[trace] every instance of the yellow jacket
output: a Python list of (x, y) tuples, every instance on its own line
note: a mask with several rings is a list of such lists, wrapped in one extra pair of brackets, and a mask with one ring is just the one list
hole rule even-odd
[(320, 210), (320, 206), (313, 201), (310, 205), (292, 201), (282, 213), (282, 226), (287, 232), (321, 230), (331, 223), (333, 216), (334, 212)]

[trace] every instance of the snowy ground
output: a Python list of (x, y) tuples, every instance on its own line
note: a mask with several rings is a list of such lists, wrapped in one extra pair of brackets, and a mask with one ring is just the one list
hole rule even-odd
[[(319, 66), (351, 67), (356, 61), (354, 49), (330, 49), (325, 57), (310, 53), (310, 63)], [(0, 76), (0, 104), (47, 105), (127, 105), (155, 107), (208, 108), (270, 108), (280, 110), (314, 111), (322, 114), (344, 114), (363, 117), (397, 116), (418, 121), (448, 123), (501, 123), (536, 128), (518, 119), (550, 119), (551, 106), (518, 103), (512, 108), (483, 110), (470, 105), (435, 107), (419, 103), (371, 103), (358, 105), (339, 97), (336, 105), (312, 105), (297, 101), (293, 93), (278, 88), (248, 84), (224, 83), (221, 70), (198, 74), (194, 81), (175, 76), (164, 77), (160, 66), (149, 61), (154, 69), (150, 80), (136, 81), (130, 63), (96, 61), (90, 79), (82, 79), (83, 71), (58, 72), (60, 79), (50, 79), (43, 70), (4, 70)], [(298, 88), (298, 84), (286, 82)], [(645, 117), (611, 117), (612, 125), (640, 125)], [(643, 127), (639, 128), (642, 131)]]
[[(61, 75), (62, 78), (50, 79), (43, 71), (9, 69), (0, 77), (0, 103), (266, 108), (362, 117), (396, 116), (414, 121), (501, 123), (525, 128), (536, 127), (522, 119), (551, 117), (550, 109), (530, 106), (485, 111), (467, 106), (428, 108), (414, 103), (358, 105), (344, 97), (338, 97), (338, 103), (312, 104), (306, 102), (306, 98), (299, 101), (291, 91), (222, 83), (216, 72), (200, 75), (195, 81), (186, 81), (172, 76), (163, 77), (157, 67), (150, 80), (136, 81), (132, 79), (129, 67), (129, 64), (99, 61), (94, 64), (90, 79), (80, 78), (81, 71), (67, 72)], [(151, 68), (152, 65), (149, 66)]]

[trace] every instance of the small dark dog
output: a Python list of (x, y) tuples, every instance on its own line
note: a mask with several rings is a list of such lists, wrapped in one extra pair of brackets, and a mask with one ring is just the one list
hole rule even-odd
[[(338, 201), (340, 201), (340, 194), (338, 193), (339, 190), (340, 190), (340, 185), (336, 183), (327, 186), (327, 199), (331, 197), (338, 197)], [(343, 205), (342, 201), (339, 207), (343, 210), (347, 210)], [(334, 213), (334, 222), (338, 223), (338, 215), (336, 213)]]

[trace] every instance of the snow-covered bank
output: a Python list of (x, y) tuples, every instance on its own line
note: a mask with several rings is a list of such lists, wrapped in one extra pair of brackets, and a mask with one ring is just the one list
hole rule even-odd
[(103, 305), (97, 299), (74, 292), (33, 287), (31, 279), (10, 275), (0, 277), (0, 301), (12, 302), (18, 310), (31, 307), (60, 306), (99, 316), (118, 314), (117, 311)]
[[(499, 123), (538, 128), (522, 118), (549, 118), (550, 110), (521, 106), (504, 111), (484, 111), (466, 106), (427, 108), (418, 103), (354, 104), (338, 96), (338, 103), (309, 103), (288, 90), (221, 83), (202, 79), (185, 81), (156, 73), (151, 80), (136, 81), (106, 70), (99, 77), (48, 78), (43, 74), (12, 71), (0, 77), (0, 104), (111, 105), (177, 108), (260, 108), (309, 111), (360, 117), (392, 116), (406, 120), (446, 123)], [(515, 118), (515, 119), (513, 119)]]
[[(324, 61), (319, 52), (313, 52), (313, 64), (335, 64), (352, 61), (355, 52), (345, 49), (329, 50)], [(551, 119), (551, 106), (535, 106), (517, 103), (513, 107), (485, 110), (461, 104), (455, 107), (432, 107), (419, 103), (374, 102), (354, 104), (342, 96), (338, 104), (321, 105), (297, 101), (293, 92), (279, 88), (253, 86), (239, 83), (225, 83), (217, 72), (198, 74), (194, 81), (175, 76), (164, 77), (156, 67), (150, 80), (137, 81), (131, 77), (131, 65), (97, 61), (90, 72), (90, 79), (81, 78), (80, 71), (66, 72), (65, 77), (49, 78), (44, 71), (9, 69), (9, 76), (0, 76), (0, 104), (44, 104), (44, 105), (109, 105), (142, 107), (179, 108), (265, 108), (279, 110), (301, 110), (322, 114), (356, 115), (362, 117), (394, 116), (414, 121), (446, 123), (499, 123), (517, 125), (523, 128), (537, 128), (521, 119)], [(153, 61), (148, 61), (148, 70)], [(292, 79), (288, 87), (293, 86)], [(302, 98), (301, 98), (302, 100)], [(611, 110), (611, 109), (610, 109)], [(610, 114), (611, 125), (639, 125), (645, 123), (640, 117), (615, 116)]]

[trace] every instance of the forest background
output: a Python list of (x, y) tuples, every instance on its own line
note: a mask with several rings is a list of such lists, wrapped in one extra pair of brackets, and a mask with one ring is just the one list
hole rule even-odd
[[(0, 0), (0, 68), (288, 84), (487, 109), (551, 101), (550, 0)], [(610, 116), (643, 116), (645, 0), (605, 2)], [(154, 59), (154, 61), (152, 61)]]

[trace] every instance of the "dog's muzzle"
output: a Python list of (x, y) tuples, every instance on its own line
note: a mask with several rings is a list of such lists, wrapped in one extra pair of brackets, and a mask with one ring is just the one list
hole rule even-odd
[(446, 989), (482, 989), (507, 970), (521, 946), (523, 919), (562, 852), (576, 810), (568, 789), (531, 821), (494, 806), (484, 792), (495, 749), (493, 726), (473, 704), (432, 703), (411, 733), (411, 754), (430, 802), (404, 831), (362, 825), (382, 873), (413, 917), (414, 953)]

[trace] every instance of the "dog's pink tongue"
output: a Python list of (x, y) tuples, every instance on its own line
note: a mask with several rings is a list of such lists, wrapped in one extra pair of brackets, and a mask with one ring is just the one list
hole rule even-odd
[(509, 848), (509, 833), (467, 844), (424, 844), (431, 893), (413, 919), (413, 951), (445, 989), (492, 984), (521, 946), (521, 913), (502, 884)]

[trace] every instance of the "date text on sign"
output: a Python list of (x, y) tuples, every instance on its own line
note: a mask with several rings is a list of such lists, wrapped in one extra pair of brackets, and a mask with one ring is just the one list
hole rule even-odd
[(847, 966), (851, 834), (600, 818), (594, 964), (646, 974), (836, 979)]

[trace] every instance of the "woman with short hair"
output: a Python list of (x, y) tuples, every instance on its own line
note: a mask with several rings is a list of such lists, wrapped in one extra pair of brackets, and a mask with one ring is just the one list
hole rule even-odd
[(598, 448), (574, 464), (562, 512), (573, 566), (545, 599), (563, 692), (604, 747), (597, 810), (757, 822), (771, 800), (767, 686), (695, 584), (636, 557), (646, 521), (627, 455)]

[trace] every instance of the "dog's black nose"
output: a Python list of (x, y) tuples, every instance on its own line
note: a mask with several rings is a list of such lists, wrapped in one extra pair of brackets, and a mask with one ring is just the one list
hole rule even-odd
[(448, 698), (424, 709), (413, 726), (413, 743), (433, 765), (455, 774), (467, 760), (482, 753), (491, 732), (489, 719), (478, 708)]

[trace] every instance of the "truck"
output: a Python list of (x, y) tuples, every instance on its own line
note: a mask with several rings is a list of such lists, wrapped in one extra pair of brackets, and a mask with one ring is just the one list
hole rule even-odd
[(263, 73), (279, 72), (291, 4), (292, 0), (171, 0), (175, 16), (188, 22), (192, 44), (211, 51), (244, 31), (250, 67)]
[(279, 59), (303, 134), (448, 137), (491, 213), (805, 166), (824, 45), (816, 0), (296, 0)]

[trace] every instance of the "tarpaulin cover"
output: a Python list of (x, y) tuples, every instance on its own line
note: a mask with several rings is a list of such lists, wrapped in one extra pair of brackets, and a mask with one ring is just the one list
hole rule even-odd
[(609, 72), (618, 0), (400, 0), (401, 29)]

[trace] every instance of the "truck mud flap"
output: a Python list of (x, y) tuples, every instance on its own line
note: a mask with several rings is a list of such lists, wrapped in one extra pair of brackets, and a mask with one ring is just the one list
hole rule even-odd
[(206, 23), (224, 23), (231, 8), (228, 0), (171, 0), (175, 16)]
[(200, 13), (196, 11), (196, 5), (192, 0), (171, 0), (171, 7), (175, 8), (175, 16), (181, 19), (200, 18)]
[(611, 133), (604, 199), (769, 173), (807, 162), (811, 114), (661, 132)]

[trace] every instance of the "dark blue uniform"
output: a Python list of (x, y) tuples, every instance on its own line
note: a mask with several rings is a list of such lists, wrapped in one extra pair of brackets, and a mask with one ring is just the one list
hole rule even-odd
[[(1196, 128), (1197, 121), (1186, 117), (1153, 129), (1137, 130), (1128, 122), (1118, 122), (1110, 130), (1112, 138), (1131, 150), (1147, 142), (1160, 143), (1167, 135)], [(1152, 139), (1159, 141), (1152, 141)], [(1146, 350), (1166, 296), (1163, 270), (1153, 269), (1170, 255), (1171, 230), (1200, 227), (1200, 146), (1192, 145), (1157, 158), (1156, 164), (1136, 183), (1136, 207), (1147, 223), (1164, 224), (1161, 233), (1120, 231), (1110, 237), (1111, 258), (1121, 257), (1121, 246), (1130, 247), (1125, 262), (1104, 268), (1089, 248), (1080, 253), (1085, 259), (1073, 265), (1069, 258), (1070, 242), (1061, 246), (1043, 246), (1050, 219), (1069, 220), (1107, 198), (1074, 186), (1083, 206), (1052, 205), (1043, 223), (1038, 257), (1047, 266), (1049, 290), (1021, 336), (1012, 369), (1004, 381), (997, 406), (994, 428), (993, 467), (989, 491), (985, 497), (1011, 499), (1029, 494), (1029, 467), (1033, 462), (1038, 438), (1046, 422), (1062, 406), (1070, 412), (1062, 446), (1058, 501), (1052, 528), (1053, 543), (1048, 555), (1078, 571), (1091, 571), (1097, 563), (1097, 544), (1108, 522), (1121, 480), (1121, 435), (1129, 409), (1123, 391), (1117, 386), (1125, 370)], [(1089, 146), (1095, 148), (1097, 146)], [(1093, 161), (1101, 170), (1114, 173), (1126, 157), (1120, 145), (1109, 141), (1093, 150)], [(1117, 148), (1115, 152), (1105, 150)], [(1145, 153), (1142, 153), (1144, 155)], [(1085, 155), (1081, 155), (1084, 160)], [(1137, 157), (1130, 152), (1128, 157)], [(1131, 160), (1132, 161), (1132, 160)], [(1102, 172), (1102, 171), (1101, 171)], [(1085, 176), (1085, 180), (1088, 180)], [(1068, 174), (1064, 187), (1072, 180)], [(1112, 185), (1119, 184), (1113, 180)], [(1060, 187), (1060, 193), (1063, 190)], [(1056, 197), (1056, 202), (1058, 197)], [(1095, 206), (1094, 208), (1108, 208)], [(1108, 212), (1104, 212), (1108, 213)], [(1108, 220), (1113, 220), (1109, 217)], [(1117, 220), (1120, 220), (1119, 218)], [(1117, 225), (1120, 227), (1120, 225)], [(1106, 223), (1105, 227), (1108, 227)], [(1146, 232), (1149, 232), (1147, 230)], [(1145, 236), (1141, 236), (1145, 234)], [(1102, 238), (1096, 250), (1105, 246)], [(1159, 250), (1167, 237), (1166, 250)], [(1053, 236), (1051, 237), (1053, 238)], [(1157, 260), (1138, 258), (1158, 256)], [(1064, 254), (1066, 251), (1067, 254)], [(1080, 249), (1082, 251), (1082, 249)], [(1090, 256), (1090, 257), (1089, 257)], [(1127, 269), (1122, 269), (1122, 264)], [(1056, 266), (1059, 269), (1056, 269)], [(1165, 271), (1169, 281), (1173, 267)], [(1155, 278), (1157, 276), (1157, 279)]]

________________________

## Action item
The lines above that hold "truck" are the result; show every one of them.

## Problem solution
[trace] every instance of the "truck"
[trace] every instance of the "truck mud flap"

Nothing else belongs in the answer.